= What the task asks =
From the records below, extract all the text exactly and leave the images behind.

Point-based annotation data

========================================

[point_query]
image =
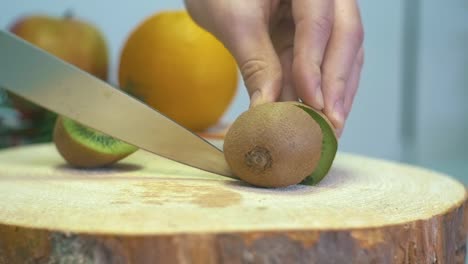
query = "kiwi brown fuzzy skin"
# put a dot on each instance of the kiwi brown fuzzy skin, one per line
(79, 155)
(273, 145)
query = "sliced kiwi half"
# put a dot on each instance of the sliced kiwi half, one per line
(329, 146)
(84, 147)
(280, 144)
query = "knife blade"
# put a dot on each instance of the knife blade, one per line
(56, 85)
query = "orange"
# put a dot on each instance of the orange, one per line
(180, 69)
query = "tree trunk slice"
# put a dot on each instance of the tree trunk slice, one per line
(151, 210)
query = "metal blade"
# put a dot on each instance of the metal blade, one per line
(61, 87)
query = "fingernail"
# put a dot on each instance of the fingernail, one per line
(319, 97)
(256, 98)
(338, 113)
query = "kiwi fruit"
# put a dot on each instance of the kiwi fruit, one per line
(84, 147)
(280, 144)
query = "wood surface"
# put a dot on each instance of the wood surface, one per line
(147, 209)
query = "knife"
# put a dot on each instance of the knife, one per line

========================================

= Solution for this exercise =
[point_query]
image =
query = "kiwi brown fuzzy skin"
# put a dot on each instance of the kiwi brown fuzzy skin, one per line
(79, 155)
(273, 145)
query = "sliced kiwi half"
# put a dot on each instance of the sliced kiwi half, one per line
(329, 146)
(84, 147)
(280, 144)
query = "knife blade"
# put a dot on each instance of the knife blade, one per line
(56, 85)
query = "orange"
# put a dot on each instance of the orange, one per line
(180, 69)
query = "tree trunk slice"
# put a dot on each instance of the tree trunk slice, one per line
(151, 210)
query = "metal blade"
# put a dot on each instance of the metal blade, one per line
(61, 87)
query = "fingernail"
# put a dot on each instance of the fingernail, one per line
(319, 97)
(256, 98)
(338, 113)
query = "kiwi fruit"
# put a dot on each instance of the kiwi fruit, one per line
(84, 147)
(280, 144)
query = "wood surface"
# put a dot on each instance of the wood surface, one per line
(147, 209)
query = "knife"
# put a dot on each instance of the knife, one per line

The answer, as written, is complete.